(Text for analysis begins)
Your subconscious mind never rests according to research from Dr. Marcus Raichle at Harvard University, who believes that “auto pilot” thinking can either be a help or a hindrance.
When we sleep, mediate or even daydream our conscious mind switches off, but our subconscious or deeper mind continues to run whether we are aware of it or not.
Researchers have found that subconscious thoughts, which are often imbedded so deep in our psyche, can be tied to chronic stress and mental illness but also, success.
The theory is known as “The Default Mode Network,” and in his study, The Brain’s Default Network: Anatomy, Function and Relevance to Disease, Raichle highlights that the constant chatter of subconscious thoughts that are on replay in our minds could lead to disease if they are negative, or success if they are positive.
When our brain is at rest, our subconscious mind becomes the strongest and this internal dialogue that we sometimes unknowingly carry around begins to present it self. It is through meditation, creativity and listening to our intuition that we begin to understand what our subconscious mind is saying.
Looking at brain scans, scientists have confirmed that when the mind is daydreaming or not involved in the current external environment, the parts of the brain that are usually ‘silent’ light up the strongest. These include the medial pre fontal cortex, medial temporal lobes, medial parietal cortex.
(Text for analysis ends)
What the task requires: Go on with the article about the subconscious mind and the brain's default mode network, starting after its last sentence. The lines that follow come from a different source than the text.
(Extracted data begins)
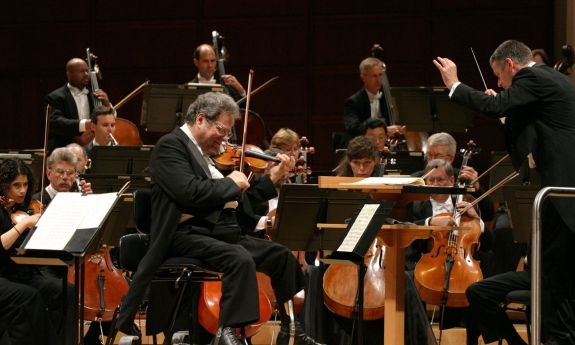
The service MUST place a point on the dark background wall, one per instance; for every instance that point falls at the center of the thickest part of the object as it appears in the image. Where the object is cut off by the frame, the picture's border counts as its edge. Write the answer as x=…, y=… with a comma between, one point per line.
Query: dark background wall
x=313, y=46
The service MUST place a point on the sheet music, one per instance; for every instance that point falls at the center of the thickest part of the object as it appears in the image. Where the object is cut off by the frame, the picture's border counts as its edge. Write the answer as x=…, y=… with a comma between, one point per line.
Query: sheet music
x=66, y=213
x=396, y=180
x=358, y=228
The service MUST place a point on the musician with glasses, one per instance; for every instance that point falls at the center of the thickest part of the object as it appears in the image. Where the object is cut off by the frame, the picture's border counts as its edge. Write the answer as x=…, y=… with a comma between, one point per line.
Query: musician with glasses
x=103, y=124
x=197, y=212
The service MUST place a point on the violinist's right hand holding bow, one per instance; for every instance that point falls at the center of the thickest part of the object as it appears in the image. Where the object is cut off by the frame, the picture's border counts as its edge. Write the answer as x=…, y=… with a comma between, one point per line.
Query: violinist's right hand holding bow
x=24, y=224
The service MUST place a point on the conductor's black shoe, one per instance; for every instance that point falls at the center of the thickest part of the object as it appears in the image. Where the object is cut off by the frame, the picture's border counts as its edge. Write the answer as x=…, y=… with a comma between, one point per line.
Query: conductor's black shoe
x=300, y=338
x=226, y=336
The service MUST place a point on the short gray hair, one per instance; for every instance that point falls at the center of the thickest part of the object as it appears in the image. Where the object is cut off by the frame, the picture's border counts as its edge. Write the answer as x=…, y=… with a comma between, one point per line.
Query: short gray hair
x=514, y=50
x=443, y=139
x=437, y=163
x=367, y=63
x=61, y=154
x=212, y=104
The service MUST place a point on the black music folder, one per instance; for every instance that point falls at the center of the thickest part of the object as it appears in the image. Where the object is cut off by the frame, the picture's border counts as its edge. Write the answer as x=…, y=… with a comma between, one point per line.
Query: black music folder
x=67, y=228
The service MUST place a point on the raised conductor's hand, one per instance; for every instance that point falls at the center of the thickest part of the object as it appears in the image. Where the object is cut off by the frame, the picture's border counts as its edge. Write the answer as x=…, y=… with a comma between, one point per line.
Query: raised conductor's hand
x=448, y=71
x=239, y=179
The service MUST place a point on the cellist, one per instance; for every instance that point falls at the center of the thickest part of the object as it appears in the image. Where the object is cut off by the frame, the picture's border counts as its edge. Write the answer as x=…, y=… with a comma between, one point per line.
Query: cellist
x=103, y=124
x=428, y=213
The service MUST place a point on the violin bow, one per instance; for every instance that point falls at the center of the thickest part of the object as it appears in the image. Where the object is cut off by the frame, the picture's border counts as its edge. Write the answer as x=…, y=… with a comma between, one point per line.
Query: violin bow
x=131, y=95
x=478, y=68
x=258, y=89
x=245, y=132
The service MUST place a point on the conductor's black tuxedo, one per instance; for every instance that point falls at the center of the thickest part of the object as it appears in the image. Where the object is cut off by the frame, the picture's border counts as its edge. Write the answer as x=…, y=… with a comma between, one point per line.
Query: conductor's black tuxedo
x=64, y=121
x=540, y=110
x=357, y=109
x=182, y=184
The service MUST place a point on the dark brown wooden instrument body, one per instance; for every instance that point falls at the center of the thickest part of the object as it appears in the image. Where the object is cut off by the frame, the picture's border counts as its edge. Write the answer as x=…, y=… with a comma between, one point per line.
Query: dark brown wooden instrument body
x=127, y=133
x=340, y=286
x=430, y=270
x=209, y=308
x=100, y=275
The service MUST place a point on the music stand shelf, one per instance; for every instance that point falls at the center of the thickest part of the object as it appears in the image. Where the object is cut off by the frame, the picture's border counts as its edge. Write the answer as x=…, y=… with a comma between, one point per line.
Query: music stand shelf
x=396, y=238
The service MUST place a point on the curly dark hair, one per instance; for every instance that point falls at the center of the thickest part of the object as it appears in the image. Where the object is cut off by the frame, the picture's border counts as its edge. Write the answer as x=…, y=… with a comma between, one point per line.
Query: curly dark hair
x=9, y=170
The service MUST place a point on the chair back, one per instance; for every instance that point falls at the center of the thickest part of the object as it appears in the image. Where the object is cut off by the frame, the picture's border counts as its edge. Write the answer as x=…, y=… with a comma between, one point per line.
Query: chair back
x=133, y=247
x=143, y=209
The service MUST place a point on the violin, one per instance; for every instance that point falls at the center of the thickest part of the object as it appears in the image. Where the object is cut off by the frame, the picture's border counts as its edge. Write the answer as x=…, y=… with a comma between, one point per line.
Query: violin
x=255, y=159
x=443, y=274
x=18, y=213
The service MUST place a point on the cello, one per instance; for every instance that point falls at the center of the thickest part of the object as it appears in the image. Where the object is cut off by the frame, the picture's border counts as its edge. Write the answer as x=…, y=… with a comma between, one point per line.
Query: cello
x=341, y=298
x=443, y=274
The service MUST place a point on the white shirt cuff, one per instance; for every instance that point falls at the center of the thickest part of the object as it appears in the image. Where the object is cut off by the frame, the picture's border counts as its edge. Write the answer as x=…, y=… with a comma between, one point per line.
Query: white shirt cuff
x=453, y=88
(Extracted data ends)
Your response:
Raichle believes that when we daydream, or turn off our conscious thoughts, we are tapping into our stream of consciousness or the Default Network.
“The default network is most active when one takes a first person perspective centered upon one’s own body as opposed to a third-person perspective,” claims Raichle.
“Rather than let the moment pass with idle brain activity, we capitalize on them to consolidate past experiences in ways that are adaptive for our future needs.”
Many scientists agree that subconscious thoughts can be seen as automatic survival systems as often our behaviour is conditioned by our subconscious.
Through his studies, Raichle discovered that those who had a hyperactive ‘default mode network’ often had autism, schizophrenia, ADHD and Alzheimer’s disease.
He also determined that those who were able to effectively tune into their subconscious thoughts and channel positive messages were more successful and happier in life.